(Written problem):
Filter the material below and copy each line that contains the string "logo".

Records drawn from a data source:
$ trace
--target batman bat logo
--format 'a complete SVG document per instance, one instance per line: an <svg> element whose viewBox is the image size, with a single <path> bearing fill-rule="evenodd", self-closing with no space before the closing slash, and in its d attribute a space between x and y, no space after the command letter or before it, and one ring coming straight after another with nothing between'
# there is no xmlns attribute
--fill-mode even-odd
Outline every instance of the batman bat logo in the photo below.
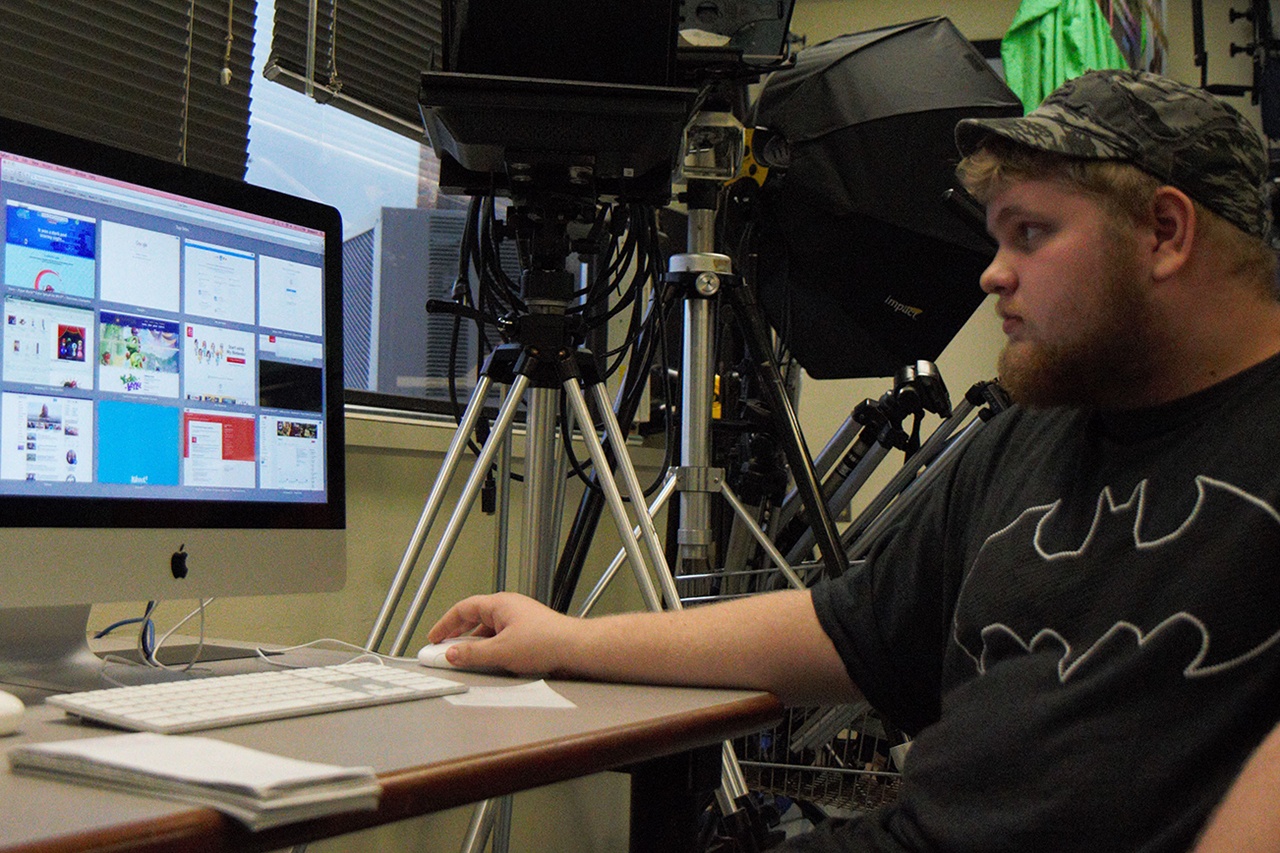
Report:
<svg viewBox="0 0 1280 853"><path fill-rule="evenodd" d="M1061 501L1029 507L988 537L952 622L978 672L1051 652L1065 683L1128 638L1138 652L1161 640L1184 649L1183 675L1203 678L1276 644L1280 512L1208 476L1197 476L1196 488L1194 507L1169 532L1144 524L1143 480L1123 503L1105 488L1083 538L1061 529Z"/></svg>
==
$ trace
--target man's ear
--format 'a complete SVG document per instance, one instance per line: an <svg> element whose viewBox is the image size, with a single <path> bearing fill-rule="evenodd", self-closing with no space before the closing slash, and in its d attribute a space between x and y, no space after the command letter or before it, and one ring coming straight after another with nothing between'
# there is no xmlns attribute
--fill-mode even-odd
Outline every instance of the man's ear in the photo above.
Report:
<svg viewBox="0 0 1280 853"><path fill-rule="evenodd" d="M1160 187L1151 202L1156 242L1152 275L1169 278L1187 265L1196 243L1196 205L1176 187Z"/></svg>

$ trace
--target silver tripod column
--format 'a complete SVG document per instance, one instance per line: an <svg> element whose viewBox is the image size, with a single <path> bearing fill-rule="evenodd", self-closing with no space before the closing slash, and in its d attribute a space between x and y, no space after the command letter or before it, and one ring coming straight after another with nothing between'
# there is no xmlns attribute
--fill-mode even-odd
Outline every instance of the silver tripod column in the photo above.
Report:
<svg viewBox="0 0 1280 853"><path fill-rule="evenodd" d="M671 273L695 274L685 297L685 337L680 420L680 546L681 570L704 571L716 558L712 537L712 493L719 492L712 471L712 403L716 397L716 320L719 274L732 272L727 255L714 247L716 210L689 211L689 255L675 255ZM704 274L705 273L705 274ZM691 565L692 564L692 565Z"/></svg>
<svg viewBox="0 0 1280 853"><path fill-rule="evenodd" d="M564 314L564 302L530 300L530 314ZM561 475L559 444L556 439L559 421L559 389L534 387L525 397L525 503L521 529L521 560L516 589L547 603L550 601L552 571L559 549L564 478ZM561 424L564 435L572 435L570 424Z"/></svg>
...
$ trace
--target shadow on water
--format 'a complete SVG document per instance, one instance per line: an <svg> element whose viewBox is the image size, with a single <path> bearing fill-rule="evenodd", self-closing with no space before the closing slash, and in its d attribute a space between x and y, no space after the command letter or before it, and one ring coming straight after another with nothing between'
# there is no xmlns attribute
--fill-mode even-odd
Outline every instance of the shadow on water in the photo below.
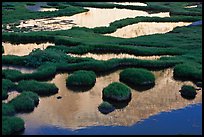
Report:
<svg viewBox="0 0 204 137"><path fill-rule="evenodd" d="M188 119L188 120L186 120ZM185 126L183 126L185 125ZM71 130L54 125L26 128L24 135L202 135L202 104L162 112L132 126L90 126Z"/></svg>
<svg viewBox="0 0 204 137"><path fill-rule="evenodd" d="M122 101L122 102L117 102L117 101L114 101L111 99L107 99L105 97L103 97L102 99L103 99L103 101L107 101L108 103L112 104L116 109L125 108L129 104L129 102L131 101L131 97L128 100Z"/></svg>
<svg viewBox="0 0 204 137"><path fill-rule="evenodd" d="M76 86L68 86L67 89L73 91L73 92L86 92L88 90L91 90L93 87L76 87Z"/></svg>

(Full response):
--target batman bat logo
Outline every instance of the batman bat logo in the photo below.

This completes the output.